PAGE.
↓↓↓
We can represent any impedance R + jX as a complex number of the form a + jb. We simply let R = a and X = b. Now we can envision how the impedance vector changes as we vary either the resistance R or the reactance X, or both, independently. If X remains constant, an increase in R causes the complex impedance vector to grow longer. If R remains constant and X_L gets larger, the vector grows longer. If R stays the same but X_C gets larger negatively, the vector once again grows longer. Figure 15-7 illustrates the vectors corresponding to the points from Fig. 15-6.

15-7   Vectors representing the points shown in Fig. 15-6.

Absolute-Value Impedance

You’ll occasionally read or hear that the “impedance” of some device or component equals a certain number of “ohms.” For example, in audio electronics, you’ll encounter things like “8-ohm” speakers and “600-ohm” amplifier inputs. How, you ask, can manufacturers quote a single number for a quantity that needs two dimensions for its complete expression? That’s a good question. Two answers exist.

First, specifications, such as “8 ohms” for a speaker or “600 ohms” for an amplifier input, refer to purely resistive impedances, also known as non-reactive impedances. Thus, the “8-ohm” speaker really has a complex impedance of 8 + j0, and the “600-ohm” input circuit is designed to operate with a complex impedance at, or near, 600 + j0.

Second, you can talk about the length of the impedance vector (the absolute value of the complex impedance), calling this length a certain number of ohms. If you try to define impedance this way, however, you risk ambiguity and confusion because you can find infinitely many different vectors of a given length in the RX half-plane.
↑↑↑
ROWS.
↓↓↓
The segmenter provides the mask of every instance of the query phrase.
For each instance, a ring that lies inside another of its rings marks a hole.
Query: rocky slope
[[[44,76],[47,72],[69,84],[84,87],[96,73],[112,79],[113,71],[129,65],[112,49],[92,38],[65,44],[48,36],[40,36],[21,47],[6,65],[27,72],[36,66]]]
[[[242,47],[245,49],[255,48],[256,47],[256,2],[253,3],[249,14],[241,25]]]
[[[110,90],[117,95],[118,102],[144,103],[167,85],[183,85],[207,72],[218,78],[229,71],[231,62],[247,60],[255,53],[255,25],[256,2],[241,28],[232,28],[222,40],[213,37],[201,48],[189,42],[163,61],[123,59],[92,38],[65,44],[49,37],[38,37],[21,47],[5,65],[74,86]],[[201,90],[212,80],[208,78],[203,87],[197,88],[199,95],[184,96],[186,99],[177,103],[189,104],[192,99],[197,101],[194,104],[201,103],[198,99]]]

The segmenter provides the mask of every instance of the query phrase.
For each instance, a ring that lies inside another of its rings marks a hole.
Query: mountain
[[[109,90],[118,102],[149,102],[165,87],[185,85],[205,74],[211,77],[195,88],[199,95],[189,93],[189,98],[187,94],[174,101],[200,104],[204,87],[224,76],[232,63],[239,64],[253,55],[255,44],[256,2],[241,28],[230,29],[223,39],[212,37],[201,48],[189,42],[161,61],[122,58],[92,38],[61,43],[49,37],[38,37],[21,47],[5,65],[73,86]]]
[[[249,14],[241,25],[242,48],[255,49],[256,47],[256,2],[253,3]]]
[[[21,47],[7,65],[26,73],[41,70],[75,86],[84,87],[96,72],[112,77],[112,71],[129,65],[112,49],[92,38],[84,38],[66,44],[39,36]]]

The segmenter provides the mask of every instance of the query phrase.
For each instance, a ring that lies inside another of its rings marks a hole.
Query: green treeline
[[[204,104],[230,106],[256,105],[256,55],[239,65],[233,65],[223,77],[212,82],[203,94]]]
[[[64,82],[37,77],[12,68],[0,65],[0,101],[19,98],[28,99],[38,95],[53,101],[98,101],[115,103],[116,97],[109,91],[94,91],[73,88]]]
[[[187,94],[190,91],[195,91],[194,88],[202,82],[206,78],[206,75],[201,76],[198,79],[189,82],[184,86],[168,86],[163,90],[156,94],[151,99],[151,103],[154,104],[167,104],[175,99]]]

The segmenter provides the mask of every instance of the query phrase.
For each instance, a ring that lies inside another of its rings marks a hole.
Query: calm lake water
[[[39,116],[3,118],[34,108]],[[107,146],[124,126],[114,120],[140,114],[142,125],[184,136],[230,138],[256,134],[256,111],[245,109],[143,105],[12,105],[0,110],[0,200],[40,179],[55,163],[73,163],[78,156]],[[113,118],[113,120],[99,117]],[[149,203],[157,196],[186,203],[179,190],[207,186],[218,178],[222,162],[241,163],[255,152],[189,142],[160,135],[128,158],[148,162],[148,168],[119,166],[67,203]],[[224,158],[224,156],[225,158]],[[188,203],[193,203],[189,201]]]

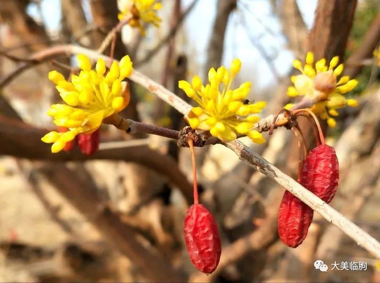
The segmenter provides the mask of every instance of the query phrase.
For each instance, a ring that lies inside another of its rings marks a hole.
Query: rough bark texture
[[[314,25],[309,35],[308,50],[316,60],[343,58],[352,27],[356,0],[319,0]]]

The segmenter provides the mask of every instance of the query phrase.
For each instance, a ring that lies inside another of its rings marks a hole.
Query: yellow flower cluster
[[[350,79],[349,76],[344,76],[337,79],[343,71],[343,64],[338,65],[339,57],[333,57],[328,65],[325,58],[317,61],[313,66],[314,56],[312,52],[306,55],[306,63],[302,67],[298,60],[293,61],[293,65],[301,74],[292,76],[294,86],[288,89],[287,95],[294,97],[304,95],[311,100],[317,101],[312,108],[322,119],[327,119],[329,126],[334,127],[336,122],[332,117],[338,115],[336,109],[348,105],[358,105],[355,99],[346,99],[343,95],[352,91],[358,84],[356,79]],[[288,104],[289,108],[293,104]]]
[[[143,35],[145,30],[142,27],[144,22],[160,26],[161,19],[156,14],[162,8],[161,2],[156,0],[120,0],[120,13],[118,15],[120,21],[130,19],[128,24],[138,27]]]
[[[236,59],[230,72],[223,66],[217,70],[211,68],[208,73],[209,84],[206,86],[198,75],[194,76],[191,84],[180,80],[179,88],[199,105],[193,107],[186,118],[193,129],[210,131],[211,135],[223,141],[233,141],[238,134],[243,134],[254,142],[261,143],[265,141],[261,134],[253,130],[259,117],[253,114],[260,113],[267,103],[245,101],[251,88],[249,82],[231,89],[241,66],[241,62]]]
[[[49,73],[49,79],[56,85],[66,104],[53,104],[48,115],[53,117],[55,125],[69,130],[50,132],[41,139],[47,143],[54,143],[53,153],[60,151],[79,134],[93,133],[103,119],[120,112],[129,103],[127,83],[122,82],[133,70],[129,56],[124,57],[119,64],[113,61],[107,72],[102,59],[98,60],[95,70],[91,69],[91,62],[85,55],[79,55],[78,61],[82,70],[79,75],[71,75],[71,82],[57,71]]]
[[[373,51],[373,56],[375,57],[376,64],[380,67],[380,46]]]

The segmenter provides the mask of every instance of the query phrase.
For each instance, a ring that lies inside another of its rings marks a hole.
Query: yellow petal
[[[128,55],[122,58],[119,63],[120,68],[120,79],[124,79],[131,75],[133,71],[133,63]]]
[[[49,79],[58,85],[61,80],[65,80],[65,77],[59,72],[54,70],[49,72]]]
[[[55,131],[48,133],[41,138],[41,140],[46,143],[51,143],[56,141],[61,136],[61,134]]]
[[[299,70],[302,69],[302,64],[299,60],[294,59],[293,60],[293,66]]]
[[[235,113],[243,105],[241,101],[233,101],[228,105],[229,110],[233,113]]]
[[[193,88],[195,91],[199,91],[201,90],[201,88],[202,88],[202,80],[199,75],[194,76],[194,77],[193,78],[192,85]]]
[[[61,93],[61,97],[63,101],[70,106],[76,106],[79,103],[78,93],[70,92],[67,93]]]
[[[123,92],[123,86],[122,86],[121,82],[119,80],[117,79],[112,83],[112,87],[111,88],[111,92],[115,96],[120,96]]]
[[[331,128],[334,128],[336,126],[336,122],[333,118],[329,118],[327,119],[327,125]]]
[[[334,93],[329,97],[329,100],[327,102],[328,108],[338,109],[346,106],[346,99],[342,95]]]
[[[355,99],[347,99],[346,100],[347,105],[352,107],[355,107],[359,105],[358,101]]]
[[[56,153],[59,152],[66,145],[66,143],[63,141],[58,140],[52,145],[52,153]]]
[[[294,106],[294,103],[288,103],[285,106],[284,106],[284,108],[287,110],[290,110],[291,108]]]

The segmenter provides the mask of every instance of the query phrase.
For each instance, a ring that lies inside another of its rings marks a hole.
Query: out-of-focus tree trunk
↑↑↑
GIVEN REQUEST 1.
List every case the impedance passage gives in which the impedance vector grows longer.
GIVEN REQUEST 2.
Transcribe a part of the impedance passage word for word. Begin at the words "Absolute-Value Impedance" and stop after "near, 600 + j0.".

SOLUTION 1.
- X remains constant and R increases.
- R remains constant and X_L gets larger.
- R stays the same and X_C gets larger negatively.

SOLUTION 2.
Absolute-Value Impedance

You’ll occasionally read or hear that the “impedance” of some device or component equals a certain number of “ohms.” For example, in audio electronics, you’ll encounter things like “8-ohm” speakers and “600-ohm” amplifier inputs. How, you ask, can manufacturers quote a single number for a quantity that needs two dimensions for its complete expression? That’s a good question. Two answers exist.

First, specifications, such as “8 ohms” for a speaker or “600 ohms” for an amplifier input, refer to purely resistive impedances, also known as non-reactive impedances. Thus, the “8-ohm” speaker really has a complex impedance of 8 + j0, and the “600-ohm” input circuit is designed to operate with a complex impedance at, or near, 600 + j0.